§ How to complete this task:
Give the data again in full, exactly as written below.

BEGIN Information supplied

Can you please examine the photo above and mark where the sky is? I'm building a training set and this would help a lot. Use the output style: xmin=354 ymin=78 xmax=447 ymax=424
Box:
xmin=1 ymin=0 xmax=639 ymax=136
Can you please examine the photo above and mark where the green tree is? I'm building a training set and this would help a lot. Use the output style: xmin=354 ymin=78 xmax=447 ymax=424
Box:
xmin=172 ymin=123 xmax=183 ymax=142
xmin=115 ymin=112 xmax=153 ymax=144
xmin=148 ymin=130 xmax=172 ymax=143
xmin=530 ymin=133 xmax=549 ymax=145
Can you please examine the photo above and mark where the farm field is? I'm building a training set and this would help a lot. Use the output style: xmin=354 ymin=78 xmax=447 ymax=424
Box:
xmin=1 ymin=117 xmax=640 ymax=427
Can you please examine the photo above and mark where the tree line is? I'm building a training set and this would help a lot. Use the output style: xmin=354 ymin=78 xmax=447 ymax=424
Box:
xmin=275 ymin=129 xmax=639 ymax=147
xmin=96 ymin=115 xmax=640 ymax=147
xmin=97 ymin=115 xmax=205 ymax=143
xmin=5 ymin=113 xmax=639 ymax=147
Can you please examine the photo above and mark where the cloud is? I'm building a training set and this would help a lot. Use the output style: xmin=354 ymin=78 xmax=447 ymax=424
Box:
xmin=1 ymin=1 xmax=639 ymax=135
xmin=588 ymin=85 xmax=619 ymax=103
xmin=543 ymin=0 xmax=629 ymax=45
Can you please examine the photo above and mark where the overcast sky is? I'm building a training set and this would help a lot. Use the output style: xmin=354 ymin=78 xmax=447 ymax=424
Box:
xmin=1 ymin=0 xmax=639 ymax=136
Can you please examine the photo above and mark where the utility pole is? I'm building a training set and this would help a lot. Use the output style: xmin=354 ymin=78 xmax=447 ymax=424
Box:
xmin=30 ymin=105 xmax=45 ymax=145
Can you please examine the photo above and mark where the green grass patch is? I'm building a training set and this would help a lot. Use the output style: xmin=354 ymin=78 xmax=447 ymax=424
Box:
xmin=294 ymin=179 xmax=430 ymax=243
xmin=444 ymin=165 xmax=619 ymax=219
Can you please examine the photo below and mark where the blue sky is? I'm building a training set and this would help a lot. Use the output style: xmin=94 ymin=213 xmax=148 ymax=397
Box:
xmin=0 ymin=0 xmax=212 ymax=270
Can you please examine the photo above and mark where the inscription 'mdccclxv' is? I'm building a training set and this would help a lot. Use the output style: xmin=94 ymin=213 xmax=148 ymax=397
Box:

END Information supplied

§ Task answer:
Can you please examine the photo above and mark where the sky is? I'm building a training set and this would help a lot. Use the output style: xmin=354 ymin=78 xmax=447 ymax=424
Box:
xmin=1 ymin=0 xmax=639 ymax=136
Can you please examine the photo above and mark where the green tree is? I'm building a training set and this would help a lot. Use the output style: xmin=354 ymin=78 xmax=447 ymax=424
Box:
xmin=172 ymin=123 xmax=183 ymax=142
xmin=115 ymin=112 xmax=153 ymax=144
xmin=148 ymin=130 xmax=172 ymax=143
xmin=530 ymin=133 xmax=549 ymax=145
Can you please examine the photo above and mark where the farm field is? I'm building a training set and this would help a lot. Use the output style: xmin=354 ymin=78 xmax=447 ymax=424
Box:
xmin=1 ymin=117 xmax=640 ymax=427
Can you please examine the photo above and mark where the tree line is? I'm building a training set and this would help a lot. Use the output style: xmin=354 ymin=78 xmax=447 ymax=424
Box:
xmin=275 ymin=129 xmax=639 ymax=147
xmin=96 ymin=115 xmax=640 ymax=147
xmin=97 ymin=115 xmax=205 ymax=143
xmin=5 ymin=113 xmax=639 ymax=147
Can you please examine the photo above and mark where the cloud is? I'm building a training set and this would help a lot. Use the output style: xmin=354 ymin=78 xmax=447 ymax=424
Box:
xmin=1 ymin=1 xmax=639 ymax=135
xmin=588 ymin=85 xmax=619 ymax=103
xmin=543 ymin=0 xmax=629 ymax=45
Can you please examine the photo above and mark where the overcast sky is? I'm building a training set and this would help a lot. Use the output style: xmin=354 ymin=78 xmax=447 ymax=424
Box:
xmin=1 ymin=0 xmax=639 ymax=136
Can you please examine the photo above and mark where the utility pole is? I'm building a training set and this would help a lot. Use the output style: xmin=354 ymin=78 xmax=447 ymax=424
Box:
xmin=30 ymin=105 xmax=45 ymax=145
Can you please examine the photo above and mark where the green grass patch is? I'm building a training set and this would help a lot. Use the output style: xmin=354 ymin=78 xmax=447 ymax=424
Box:
xmin=294 ymin=179 xmax=430 ymax=243
xmin=444 ymin=165 xmax=619 ymax=219
Can you please examine the photo below and mark where the blue sky is? I'm building a training set and this would help a lot. Use the output style: xmin=94 ymin=213 xmax=148 ymax=397
Box:
xmin=0 ymin=0 xmax=212 ymax=270
Can you please examine the photo above and mark where the inscription 'mdccclxv' is? I'm building a training set and this would help a lot. Use the output style: xmin=94 ymin=213 xmax=148 ymax=397
Box:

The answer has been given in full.